• [Reading passage]:
---

So, you have been recruiting for a big agency, a firm owner, or maybe you have been in HR and are ready to apply your passion for people to the recruiting profession. Something has driven you this point. Congratulations for considering and researching the next logical step…how to start a recruiting business!
What follows are some basic steps that will allow you to be a well-planned and profitable recruiter in the years ahead. Luck and timing can have an impact on the magnitude of your success but only your effort, aptitude, dedication, and commitment to working a plan will deliver the result.
There are many considerations that will be specific to you and your situation. Some considerations will be a result of timing, finances, market conditions or economic cycles. The thing totally within your control will be your focus and commitment. If your desire and commitment is low, stop reading this now!
Hey, you are still here…now we will examine some steps for you to consider and complete.
How to Start a Recruiting Business: Phase 1
Step 1: Start My Business Now?
This can be as simple as YES, NO or NOT NOW/MAYBE LATER. Until you complete many of the steps below, the answer to this question may not be clear. You have options. Revisit this after completion of the steps below.

---

• [Dataset section]:
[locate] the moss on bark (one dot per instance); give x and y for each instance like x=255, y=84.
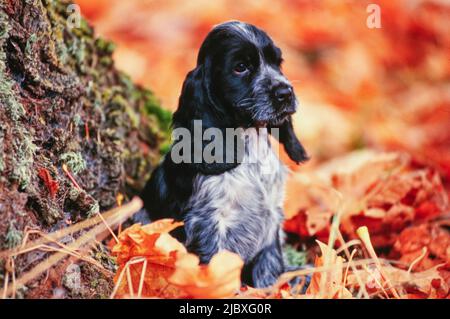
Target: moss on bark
x=62, y=102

---

• [What to work on]:
a. According to the guide on starting a recruiting business, what things will deliver the result? List each one.
b. Pick up the guide on starting a recruiting business right after its last sentence and keep writing it.

• [Answers to each task]:
a.
- effort
- aptitude
- dedication
- commitment to working a plan

b.
Step 2: Self-assessment
While you might have the desire to be the owner of your own business, you will need to assess your skills, personal motivation, and commitment openly and honestly. Are you a self-starter? Do you have the planning, sales and work habits required to deliver for 12 to 18 months before reaching a business breakeven? Can you handle massive levels of rejection and keep moving forward?
Ask your friends and loved ones if this is truly a fit for you. Make sure to connect with 3 to 5 entrepreneurs and listen to their coaching about what it takes to run your own business.
Make sure to assess yourself for both the desire/passion to start your own recruitment business, as well as the attributes and abilities that will allow you to succeed. See Are You Ready to Own a Recruitment Firm for more info.
Step 3: Define your Industry/Segment/Niche/Geographic Focus
Recruitment is a massive market with many opportunities. While it might seem reasonable to find and work any reasonable business that you can find, that is likely a recipe for wasting time and potential failure. It is better to define a very limited area of focus, perhaps arrived at based on your personal background, prior work experience, your network of connections and associates, or some area where you have exposure and expertise.
Industry
Try to pick industries that have potential for growth in the years ahead. If you are working a shrinking industry with many good providers, your success will be limited.
Segment
Are you looking to work executive/professional jobs and candidates? Are you focused on higher salary, more experienced based positions, entry level work or even blue collar and temp positions?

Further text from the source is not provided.